*Exercise:* In the passage below about FedNat's collapse, retype the text starting at the words "Before it went" and ending after the words "eyeing an expansion.".

*Document passage:*
★ ★ ★ ★ ★

Later that year, as FedNat faced more than $100 million in net losses, a figure that included the claim filed by the Byes, the company abruptly announced it was dropping all of its policies outside of its home base of Florida. Some 13,500 homeowners in Louisiana were suddenly forced to scramble for insurance. Reorienting to focus exclusively on Florida, FedNat’s CEO said, would result “in a financially stronger company.” 

Those assurances proved premature.

Dean Bye shows a photo of mold damage in his home following Hurricane Ida in 2021. The mold has been cleaned out, but much of the damage has not been repaired. (Kathleen Flynn/Grist)

Six months later, in the spring of 2022, FedNat, hat in its hands, asked Florida insurance regulators to allow it to cancel more than 56,000 in-state policies. It’s unlikely that state regulators would have permitted such a move in normal times, but their hands were tied: Three Florida-based insurers had already folded in the first half of that year, and the state couldn’t afford another insurance bankruptcy. So the Florida Office of Insurance Regulation let FedNat cancel thousands of policies, an “extraordinary statutory remedy,” in a desperate bid to stabilize its market. The state’s gamble didn’t pay off.

Even though FedNat had raised its rates by 70 percent over the preceding five years, the company admitted it had “overstated its cash positions” in the fall of 2022 and was placed into liquidation by the state.

Before it went bankrupt, FedNat transferred tens of thousands of policies to one of its Florida affiliates, Monarch Insurance, and closed on a $15 million investment deal with a company called Hale Partnership Capital Management, a move that made Hale the majority owner in Monarch. “[We’re] hungry,” Hale’s CEO said in 2023, eyeing an expansion.

FedNat’s evolution between 2021 and 2022 mirrors a pattern that outside experts have seen repeated in recent years — one that results in new mergers and lucrative payouts for executives, and spells disaster for homeowners.

“By declaring bankruptcy, [insurance companies] can force policyowners and reinsurance companies to take a ‘haircut’ — meaning take less money than they were promised initially,” said Aldrich. “Some of those assets then are reabsorbed into a new company, some can be sold off, and some of the policies that are still productive, maybe they’ll keep those, like if they’re in very low-risk areas.”

People like the Byes, forced to navigate the legal process of fighting for an insurance payout while simultaneously trying to find another company willing to insure them, end up getting caught in the crosshairs.

In 2022, the Byes hired lawyers to fight for what they were owed from FedNat. When FedNat officially entered into bankruptcy, their litigation, alongside approximately 1,500 other open claims, was inherited by the Louisiana Insurance Guaranty Association, or LIGA, a state-backed corporation that assumes outstanding claims from failed insurance companies licensed in Louisiana. But the pace of climate-intensified disasters has also overwhelmed LIGA, which is meant to serve as a safety net for people left in the lurch like the Byes.

★ ★ ★ ★ ★

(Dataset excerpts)
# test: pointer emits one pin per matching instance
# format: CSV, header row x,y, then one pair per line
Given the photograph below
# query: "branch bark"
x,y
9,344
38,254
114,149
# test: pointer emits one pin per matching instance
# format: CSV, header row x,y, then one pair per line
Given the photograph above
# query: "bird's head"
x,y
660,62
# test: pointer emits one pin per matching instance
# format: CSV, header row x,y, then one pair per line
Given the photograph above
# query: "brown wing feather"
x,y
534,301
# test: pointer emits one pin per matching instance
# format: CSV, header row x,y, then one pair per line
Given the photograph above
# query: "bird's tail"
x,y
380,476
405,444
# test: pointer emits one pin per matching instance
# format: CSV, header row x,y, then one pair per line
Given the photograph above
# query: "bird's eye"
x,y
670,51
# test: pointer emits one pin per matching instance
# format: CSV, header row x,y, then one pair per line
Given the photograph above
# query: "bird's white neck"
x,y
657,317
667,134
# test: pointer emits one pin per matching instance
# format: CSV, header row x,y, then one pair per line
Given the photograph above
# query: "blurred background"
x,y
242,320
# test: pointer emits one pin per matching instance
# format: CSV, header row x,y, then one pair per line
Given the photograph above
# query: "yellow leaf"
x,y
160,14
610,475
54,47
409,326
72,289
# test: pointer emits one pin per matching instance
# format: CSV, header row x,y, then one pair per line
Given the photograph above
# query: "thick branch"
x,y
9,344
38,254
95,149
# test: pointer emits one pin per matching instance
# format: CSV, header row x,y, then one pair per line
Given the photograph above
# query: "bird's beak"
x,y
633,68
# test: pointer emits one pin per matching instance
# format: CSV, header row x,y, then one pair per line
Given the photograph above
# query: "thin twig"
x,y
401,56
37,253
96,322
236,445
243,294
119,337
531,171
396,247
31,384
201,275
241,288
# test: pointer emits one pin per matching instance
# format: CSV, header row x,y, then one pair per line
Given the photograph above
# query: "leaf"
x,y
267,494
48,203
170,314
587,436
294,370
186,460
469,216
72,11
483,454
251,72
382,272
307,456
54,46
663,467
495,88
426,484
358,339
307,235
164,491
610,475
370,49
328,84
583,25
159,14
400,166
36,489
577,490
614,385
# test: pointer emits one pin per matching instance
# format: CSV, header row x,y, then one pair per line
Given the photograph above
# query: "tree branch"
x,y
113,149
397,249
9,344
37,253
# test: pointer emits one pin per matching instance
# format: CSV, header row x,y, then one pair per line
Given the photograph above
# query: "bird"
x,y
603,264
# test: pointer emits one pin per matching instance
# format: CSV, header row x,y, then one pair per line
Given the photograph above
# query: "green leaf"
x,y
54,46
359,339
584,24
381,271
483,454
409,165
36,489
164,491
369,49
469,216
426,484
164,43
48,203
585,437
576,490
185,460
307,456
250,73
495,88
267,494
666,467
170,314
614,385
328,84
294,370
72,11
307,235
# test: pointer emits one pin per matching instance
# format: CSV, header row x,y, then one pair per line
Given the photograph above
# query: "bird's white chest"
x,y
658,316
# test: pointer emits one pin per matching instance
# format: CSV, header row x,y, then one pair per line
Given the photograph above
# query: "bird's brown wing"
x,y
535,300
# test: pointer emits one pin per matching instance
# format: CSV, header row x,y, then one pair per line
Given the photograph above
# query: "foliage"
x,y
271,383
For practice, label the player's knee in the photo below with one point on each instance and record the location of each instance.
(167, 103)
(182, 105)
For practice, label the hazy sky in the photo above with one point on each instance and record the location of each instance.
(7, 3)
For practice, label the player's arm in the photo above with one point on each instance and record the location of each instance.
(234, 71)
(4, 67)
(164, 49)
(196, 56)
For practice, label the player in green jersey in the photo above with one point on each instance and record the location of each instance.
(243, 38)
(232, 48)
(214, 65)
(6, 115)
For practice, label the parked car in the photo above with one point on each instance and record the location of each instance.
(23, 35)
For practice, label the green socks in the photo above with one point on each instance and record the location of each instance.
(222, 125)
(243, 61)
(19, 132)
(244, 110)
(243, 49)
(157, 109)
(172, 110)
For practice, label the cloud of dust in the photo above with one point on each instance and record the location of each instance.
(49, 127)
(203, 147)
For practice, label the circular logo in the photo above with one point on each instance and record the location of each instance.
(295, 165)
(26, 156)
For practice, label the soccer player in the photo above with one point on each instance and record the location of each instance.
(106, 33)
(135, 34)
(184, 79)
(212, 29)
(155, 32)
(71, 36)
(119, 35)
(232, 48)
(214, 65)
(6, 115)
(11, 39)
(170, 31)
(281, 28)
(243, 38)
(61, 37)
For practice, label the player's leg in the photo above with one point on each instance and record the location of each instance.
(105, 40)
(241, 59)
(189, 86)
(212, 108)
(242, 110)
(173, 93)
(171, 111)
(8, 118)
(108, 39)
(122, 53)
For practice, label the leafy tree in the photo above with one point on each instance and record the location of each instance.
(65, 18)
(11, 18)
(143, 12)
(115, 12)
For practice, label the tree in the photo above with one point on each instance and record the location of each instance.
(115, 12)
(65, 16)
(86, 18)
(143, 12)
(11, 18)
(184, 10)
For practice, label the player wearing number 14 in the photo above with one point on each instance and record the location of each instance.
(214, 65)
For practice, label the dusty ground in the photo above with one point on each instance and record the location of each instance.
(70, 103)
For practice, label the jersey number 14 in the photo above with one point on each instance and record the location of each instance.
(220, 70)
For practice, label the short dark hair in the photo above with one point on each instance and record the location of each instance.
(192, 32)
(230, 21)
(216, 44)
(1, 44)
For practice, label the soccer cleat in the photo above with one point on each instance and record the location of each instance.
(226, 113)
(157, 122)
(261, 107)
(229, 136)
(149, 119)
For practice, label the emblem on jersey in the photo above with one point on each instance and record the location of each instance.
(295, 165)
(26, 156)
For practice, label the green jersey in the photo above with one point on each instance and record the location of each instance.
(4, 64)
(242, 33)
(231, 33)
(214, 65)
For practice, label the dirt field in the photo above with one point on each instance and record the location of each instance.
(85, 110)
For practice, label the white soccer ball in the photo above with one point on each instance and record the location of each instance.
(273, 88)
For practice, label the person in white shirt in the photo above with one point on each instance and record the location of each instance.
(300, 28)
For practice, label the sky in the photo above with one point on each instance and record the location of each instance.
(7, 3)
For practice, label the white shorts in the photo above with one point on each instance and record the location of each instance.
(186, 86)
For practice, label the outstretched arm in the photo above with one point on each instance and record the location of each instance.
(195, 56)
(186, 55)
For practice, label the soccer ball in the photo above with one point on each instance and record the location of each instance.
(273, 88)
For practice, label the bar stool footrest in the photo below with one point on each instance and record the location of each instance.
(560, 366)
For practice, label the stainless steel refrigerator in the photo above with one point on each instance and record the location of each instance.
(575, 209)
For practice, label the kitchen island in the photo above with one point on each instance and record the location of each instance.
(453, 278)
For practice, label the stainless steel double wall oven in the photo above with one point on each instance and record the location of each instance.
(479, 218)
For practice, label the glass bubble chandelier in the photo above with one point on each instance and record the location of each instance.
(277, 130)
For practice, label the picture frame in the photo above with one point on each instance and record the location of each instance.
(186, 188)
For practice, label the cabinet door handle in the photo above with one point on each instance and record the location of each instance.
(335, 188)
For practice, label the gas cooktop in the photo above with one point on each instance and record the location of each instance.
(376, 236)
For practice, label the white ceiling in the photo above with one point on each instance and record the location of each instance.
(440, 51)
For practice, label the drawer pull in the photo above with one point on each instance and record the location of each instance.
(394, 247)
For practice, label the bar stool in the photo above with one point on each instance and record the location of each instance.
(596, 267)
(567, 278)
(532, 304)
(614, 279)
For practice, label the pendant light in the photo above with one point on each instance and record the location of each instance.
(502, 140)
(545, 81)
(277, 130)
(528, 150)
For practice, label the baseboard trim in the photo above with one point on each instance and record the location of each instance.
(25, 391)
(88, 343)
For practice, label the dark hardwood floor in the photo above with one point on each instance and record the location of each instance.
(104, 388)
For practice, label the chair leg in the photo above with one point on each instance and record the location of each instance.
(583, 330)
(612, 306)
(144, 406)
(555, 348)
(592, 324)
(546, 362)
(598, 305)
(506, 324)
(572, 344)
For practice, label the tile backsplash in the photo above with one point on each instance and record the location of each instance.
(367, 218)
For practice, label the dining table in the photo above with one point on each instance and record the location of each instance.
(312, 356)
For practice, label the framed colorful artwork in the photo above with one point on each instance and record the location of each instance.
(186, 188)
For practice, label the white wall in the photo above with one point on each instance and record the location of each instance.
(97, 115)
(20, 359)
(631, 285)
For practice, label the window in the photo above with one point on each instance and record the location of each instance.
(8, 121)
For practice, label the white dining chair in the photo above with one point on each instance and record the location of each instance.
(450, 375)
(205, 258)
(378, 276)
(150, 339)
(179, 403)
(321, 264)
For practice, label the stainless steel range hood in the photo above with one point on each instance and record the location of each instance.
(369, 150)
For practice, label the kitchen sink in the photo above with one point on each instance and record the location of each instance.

★ ★ ★ ★ ★

*Answer below:*
Before it went bankrupt, FedNat transferred tens of thousands of policies to one of its Florida affiliates, Monarch Insurance, and closed on a $15 million investment deal with a company called Hale Partnership Capital Management, a move that made Hale the majority owner in Monarch. “[We’re] hungry,” Hale’s CEO said in 2023, eyeing an expansion.